■ **THE TASK**
Render each line of the listing below as a numbered list, skipping blank lines and leaving the pictures out.

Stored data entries

-------

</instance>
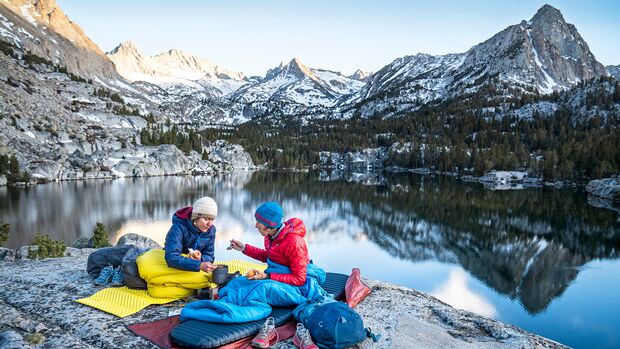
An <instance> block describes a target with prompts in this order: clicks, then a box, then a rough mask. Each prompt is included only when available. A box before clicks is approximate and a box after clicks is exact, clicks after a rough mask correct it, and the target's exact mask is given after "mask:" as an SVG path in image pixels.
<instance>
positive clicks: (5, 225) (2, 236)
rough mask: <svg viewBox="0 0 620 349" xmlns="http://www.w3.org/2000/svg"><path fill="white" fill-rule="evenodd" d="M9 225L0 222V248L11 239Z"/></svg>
mask: <svg viewBox="0 0 620 349" xmlns="http://www.w3.org/2000/svg"><path fill="white" fill-rule="evenodd" d="M9 227H10V226H9V223H6V222H3V221H0V246H2V244H3V243H4V242H5V241H6V240H8V238H9Z"/></svg>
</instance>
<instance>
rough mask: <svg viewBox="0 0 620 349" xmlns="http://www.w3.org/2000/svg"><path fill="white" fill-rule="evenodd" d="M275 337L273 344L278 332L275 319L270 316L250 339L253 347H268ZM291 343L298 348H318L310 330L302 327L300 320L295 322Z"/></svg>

-------

■ **SOLUTION FOR THIS EXERCISE**
1. </instance>
2. An <instance> block describes a target with prompts in this order: clicks, then a box, then a rough mask. Each prompt is included only when available. A box before clicks is approximate and a box after clicks is exact, clicks after a rough mask correct it, and the target's exact mask is given after "mask:" as an SVG path in image pixels.
3. <instance>
4. positive clicks: (5, 225) (2, 236)
5. rough mask: <svg viewBox="0 0 620 349" xmlns="http://www.w3.org/2000/svg"><path fill="white" fill-rule="evenodd" d="M9 225L0 222V248L11 239Z"/></svg>
6. mask: <svg viewBox="0 0 620 349" xmlns="http://www.w3.org/2000/svg"><path fill="white" fill-rule="evenodd" d="M9 227H10V226H9V223H6V222H3V221H0V246H2V244H3V243H4V242H5V241H6V240H8V238H9Z"/></svg>
7. </instance>
8. <instance>
9. rough mask: <svg viewBox="0 0 620 349" xmlns="http://www.w3.org/2000/svg"><path fill="white" fill-rule="evenodd" d="M275 337L273 344L278 332L275 319L270 316L250 339L253 347H268ZM291 343L298 348H318L310 330L302 327L300 320L295 322Z"/></svg>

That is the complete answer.